§ **GIVEN EXERCISE**
In the soup text, how much of the drained yogurt was put into the bottom of the soup bowl?

Also, that same day, I roasted several heads of garlic.

So, slice up a couple of the caramelized onions, cut the squash meat into smallish chunks, and toss a few cloves of roasted garlic into a pot and pour in some vegetable stock to cover.

Cook cook cook.

Season with a bit of salt, some nutmeg, ground pepper, and a bit of ground coriander.

Once everything is cooked tender, puree in a blender. I am only just starting to be convinced of the whole blending soups school of thought, and I will say that it works much more smoothly when you are making single portions of soups rather than large batches that’ll last a week.

So return the blended soup the a rinsed pot. At this point, I tasted it and decided it was definitely lacking a high note. Should I add fruit? Can’t spruce it up with some vinegar because it already has that from the caramelized onions. You know… I bet a buttery, plump roasted scallop would really set this soup off well. Only I don’t have a good source for seafood.

So I set a container of nonfat plain yogurt to drain.

Once it was a bit drier, I lumped a quarter of a cup into the bottom of my soup bowl. To the yogurt, I added a pinch of cumin, a pinch of chipotle powder, a pinch of ground pepper, and a sprinkle of salt. Stirred that thoroughly, and poured over the hot soup. I gave it a few stirs to swirl the yogurt through, but I did not mix it completely. And it turned out just right.

~*~

Now I have to think of a soup that will benefit from some whey as the liquid component.

~*~

But for tonight, I am making a pretty standard black bean soup that ended up being fairly strongly based on my chili recipe. I just started going for that on automatic.

§ **ROWS**
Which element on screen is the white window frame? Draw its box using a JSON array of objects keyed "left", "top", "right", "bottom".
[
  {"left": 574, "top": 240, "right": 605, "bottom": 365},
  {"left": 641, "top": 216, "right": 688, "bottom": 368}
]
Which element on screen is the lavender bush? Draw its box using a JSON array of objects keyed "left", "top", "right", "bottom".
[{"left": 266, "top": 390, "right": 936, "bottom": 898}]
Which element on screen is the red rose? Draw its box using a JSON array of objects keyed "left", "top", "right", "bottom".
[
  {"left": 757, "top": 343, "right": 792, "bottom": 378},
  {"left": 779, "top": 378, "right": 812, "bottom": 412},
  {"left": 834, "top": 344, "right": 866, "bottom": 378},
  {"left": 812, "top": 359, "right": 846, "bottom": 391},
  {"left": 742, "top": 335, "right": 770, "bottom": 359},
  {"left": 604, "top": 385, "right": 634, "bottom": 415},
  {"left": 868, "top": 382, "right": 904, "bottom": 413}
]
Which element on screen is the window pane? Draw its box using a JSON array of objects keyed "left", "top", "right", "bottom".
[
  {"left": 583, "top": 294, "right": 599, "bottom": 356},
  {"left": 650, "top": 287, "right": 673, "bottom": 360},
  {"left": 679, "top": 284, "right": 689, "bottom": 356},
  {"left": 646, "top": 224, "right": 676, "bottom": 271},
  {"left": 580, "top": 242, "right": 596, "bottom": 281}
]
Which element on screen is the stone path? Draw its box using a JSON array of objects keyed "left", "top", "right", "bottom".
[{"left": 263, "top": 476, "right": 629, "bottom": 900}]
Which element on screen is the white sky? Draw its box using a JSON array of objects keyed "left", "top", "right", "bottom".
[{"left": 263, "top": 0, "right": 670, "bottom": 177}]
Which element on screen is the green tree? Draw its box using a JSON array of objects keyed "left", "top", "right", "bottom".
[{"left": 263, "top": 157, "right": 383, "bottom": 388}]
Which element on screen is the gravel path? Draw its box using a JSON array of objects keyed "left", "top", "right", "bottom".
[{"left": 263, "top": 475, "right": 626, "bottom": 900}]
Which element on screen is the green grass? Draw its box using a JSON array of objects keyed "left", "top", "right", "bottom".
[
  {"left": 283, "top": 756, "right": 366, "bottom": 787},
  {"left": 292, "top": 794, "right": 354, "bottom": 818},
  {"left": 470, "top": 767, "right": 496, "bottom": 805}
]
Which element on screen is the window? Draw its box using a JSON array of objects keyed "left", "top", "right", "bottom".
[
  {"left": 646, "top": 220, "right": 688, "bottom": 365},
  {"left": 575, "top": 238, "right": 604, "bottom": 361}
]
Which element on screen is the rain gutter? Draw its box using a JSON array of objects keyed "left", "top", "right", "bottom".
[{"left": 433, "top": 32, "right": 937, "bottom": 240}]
--
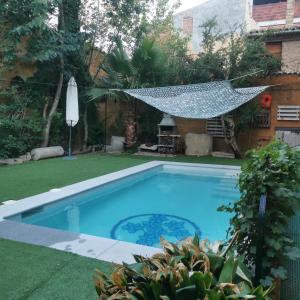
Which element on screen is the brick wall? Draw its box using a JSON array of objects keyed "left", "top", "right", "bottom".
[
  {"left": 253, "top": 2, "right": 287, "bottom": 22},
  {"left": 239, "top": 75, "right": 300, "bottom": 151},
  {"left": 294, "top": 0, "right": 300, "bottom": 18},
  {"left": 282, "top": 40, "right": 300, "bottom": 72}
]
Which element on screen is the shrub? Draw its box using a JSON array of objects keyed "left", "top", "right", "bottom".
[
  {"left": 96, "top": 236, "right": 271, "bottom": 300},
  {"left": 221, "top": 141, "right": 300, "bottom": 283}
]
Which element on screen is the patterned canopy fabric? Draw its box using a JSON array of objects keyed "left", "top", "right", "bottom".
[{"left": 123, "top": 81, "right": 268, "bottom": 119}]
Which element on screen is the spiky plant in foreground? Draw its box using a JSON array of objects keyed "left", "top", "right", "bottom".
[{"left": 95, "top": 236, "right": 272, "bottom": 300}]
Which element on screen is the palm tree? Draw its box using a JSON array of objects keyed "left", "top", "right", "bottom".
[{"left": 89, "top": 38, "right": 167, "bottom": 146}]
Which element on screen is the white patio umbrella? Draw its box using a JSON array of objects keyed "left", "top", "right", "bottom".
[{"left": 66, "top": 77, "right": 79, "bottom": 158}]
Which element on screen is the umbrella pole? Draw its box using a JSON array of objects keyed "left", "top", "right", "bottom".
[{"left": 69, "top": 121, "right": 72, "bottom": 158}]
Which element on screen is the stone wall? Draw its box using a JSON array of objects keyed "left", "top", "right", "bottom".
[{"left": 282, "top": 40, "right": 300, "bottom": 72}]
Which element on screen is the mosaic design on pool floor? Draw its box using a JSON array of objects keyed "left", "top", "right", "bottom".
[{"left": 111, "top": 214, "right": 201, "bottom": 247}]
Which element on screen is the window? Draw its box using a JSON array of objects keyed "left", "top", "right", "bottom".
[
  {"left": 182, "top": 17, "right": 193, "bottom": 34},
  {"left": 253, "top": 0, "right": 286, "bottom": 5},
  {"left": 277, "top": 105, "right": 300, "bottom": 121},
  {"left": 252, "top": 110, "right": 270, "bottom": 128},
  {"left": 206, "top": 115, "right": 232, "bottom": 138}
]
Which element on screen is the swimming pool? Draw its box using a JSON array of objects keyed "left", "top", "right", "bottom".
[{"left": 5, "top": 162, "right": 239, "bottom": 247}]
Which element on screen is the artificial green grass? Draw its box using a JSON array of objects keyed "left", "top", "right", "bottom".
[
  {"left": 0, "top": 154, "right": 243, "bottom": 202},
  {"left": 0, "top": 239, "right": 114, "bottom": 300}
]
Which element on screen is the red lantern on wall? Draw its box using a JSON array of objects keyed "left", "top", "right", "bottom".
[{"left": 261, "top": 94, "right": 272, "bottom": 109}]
---
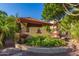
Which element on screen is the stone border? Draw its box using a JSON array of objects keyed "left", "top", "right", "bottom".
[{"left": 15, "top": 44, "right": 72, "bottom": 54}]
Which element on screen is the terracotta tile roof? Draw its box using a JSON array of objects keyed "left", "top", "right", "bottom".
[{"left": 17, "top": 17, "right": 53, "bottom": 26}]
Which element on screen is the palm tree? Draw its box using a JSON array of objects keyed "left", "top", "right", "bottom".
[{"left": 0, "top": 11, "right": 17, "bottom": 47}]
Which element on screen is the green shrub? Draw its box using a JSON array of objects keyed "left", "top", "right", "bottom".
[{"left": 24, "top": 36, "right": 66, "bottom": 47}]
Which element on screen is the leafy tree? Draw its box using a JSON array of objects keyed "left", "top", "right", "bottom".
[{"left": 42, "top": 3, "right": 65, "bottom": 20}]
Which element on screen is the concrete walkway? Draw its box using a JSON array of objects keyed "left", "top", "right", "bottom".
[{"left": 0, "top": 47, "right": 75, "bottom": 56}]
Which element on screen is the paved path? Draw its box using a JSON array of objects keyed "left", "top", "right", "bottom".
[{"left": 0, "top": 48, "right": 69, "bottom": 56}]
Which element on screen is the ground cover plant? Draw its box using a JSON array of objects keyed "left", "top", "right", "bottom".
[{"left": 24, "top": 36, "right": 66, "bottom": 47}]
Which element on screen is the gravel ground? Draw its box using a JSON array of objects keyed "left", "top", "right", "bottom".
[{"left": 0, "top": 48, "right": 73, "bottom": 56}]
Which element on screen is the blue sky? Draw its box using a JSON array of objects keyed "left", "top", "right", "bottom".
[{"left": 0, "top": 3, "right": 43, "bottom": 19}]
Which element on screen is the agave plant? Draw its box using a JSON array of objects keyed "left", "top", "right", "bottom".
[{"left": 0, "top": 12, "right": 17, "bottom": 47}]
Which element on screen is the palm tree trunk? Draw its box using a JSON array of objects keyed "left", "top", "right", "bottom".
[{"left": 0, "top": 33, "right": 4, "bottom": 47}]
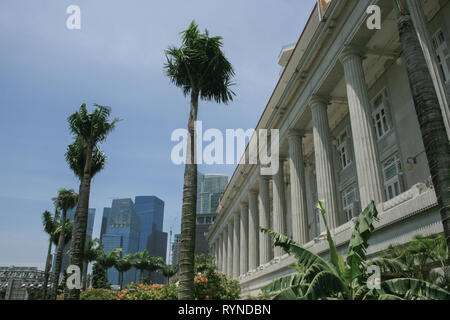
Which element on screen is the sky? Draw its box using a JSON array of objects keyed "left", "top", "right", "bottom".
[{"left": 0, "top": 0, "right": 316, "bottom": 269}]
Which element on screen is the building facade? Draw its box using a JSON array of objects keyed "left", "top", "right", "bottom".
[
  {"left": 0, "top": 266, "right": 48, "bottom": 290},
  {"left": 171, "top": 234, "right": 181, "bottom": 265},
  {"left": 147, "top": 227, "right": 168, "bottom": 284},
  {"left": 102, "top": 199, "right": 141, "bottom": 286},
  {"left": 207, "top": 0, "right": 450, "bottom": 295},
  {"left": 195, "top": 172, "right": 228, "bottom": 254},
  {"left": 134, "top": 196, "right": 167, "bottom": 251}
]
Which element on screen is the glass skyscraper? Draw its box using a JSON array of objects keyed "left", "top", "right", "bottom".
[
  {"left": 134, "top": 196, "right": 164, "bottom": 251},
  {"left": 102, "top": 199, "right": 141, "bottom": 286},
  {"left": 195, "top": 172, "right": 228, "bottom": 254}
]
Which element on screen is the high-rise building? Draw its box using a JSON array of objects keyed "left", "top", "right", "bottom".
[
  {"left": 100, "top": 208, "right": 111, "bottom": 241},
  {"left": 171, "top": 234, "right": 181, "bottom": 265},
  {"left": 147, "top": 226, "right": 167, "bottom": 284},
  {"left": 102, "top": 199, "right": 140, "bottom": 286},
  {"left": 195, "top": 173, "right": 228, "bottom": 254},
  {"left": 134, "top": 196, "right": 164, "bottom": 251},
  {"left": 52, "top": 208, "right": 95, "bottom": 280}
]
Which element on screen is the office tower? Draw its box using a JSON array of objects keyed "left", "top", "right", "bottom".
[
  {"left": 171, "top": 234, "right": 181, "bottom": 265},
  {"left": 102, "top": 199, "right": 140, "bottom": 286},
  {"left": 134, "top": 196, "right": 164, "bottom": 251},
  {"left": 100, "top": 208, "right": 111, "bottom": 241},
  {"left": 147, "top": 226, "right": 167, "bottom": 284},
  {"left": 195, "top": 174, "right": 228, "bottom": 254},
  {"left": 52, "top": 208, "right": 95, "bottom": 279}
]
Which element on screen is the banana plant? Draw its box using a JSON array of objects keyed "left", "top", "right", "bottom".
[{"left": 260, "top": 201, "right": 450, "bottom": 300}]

§ **EXERCISE SOLUTION**
A quarter of a cup.